• MATERIAL SHOWN:
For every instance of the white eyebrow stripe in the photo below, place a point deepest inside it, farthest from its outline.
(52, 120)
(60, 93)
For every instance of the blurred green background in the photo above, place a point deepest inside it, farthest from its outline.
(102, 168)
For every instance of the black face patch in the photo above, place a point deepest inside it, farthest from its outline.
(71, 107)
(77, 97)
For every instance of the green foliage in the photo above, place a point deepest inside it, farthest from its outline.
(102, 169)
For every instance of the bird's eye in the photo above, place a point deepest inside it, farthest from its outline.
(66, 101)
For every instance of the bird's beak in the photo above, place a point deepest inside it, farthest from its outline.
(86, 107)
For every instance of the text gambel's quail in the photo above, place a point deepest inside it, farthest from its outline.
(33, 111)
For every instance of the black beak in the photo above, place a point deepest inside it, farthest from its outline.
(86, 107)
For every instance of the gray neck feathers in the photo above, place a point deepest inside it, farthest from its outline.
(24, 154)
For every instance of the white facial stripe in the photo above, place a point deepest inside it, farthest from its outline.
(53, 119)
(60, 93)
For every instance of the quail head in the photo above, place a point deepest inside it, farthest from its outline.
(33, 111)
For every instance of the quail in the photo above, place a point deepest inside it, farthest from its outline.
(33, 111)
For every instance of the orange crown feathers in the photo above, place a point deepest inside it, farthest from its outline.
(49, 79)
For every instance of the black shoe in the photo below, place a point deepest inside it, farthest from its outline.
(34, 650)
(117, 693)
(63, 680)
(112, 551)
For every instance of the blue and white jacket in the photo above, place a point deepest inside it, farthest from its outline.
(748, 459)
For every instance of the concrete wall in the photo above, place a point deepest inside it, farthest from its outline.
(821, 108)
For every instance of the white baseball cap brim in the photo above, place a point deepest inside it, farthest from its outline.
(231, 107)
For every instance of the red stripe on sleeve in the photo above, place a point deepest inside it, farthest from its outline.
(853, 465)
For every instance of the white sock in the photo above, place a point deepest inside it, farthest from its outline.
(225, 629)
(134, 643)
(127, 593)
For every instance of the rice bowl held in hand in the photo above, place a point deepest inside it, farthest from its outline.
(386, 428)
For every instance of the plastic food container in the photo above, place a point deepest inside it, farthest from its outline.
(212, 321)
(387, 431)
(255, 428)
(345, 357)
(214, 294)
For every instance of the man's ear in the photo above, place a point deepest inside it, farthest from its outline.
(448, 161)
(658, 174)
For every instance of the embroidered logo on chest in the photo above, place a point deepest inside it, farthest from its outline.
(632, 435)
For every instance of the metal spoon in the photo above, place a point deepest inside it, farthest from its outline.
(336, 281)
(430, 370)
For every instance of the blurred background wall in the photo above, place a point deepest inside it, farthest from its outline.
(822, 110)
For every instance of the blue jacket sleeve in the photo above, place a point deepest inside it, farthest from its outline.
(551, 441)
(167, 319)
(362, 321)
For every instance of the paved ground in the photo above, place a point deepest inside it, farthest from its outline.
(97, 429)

• PROBLEM DETAILS: Write out the entries above word for word.

• FULL RESPONSE:
For every instance of the white eyebrow stripe in the photo below, place a point deepest inside it, farthest from its outline.
(52, 120)
(60, 93)
For every instance of the blurred green background in the photo above, place a point deepest inside it, farthest from its outline.
(102, 168)
For every instance of the black face patch in the photo above, place a point deepest inside it, farthest from its outline.
(71, 107)
(77, 97)
For every instance of the green foliage in the photo above, place a point deepest inside it, farthest from its outline.
(102, 169)
For every instance of the bird's eye in the photo above, place a point deepest inside it, farthest from its outline.
(66, 101)
For every instance of the bird's beak in the photo above, place a point deepest inside it, farthest from its outline.
(86, 107)
For every instance of the text gambel's quail in the photo above, place a point deepest inside it, farthest from its outline.
(33, 111)
For every instance of the black beak in the photo above, place a point deepest inside it, farthest from its outline.
(86, 107)
For every instance of the gray neck feathers in the photo above, place a point deepest inside it, farthest from its outline.
(24, 154)
For every instance of the white facial stripe in the photo above, place a point deepest inside it, farthest from its outline.
(53, 119)
(60, 93)
For every instance of the quail head in the photo above, place a point deepest inside it, farthest from its outline.
(33, 111)
For every instance of the quail in the photo above, place a point deepest inside it, farthest from its outline.
(33, 111)
For every instance of the orange crown feathers in the photo above, place a point deepest inside it, farthest from its outline.
(49, 79)
For every instance of the black shoe in the photo below, place a point deepest inside it, farthest from its outline.
(34, 650)
(117, 693)
(63, 680)
(112, 551)
For every instance of the blue and white jacket in the photo above, place a point deepest inside it, farthest from its outline.
(748, 459)
For every instance of the concrete wall in the photo above, place a point deepest inside it, farthest from its outline.
(821, 108)
For every instance of the white baseball cap brim in the photo above, place a point deepest inside it, farthest from its outline.
(231, 107)
For every instance of the red stripe on sleeve in the photo above, place a point deepest inside it, farthest from its outline.
(853, 465)
For every instance of the white sock in the photo above, place a point deepest inside it, farthest from its outline.
(225, 629)
(134, 643)
(127, 593)
For every instance of the rice bowl held in hand in the photo above, place a point deepest inside it, farthest from its outline.
(386, 428)
For every instance of the plastic food container in the photo above, place a point deepest inside it, farthest from its outline.
(212, 321)
(387, 431)
(255, 428)
(345, 357)
(214, 294)
For every instance of the man's ear in the photo above, place a point deepest inside it, farthest from its outline.
(448, 161)
(658, 174)
For every instance of the embroidered logo on chest in the photo above, place a point deepest inside it, farthest from its outline.
(632, 435)
For every instance of the metal spoon in the photo above, place a point deepest inside it, farthest from its outline.
(336, 281)
(430, 370)
For every instance of the blurred background wall in the photo above, place a point deepest inside it, farthest from its outline.
(822, 110)
For every instance of the blue jacket sleeve in the photo above, place a point deepest inside it, farthest from its outline.
(551, 441)
(167, 319)
(362, 321)
For every instance of the paved ground in the photo above, place a point deepest inside it, farthest from its outline.
(97, 429)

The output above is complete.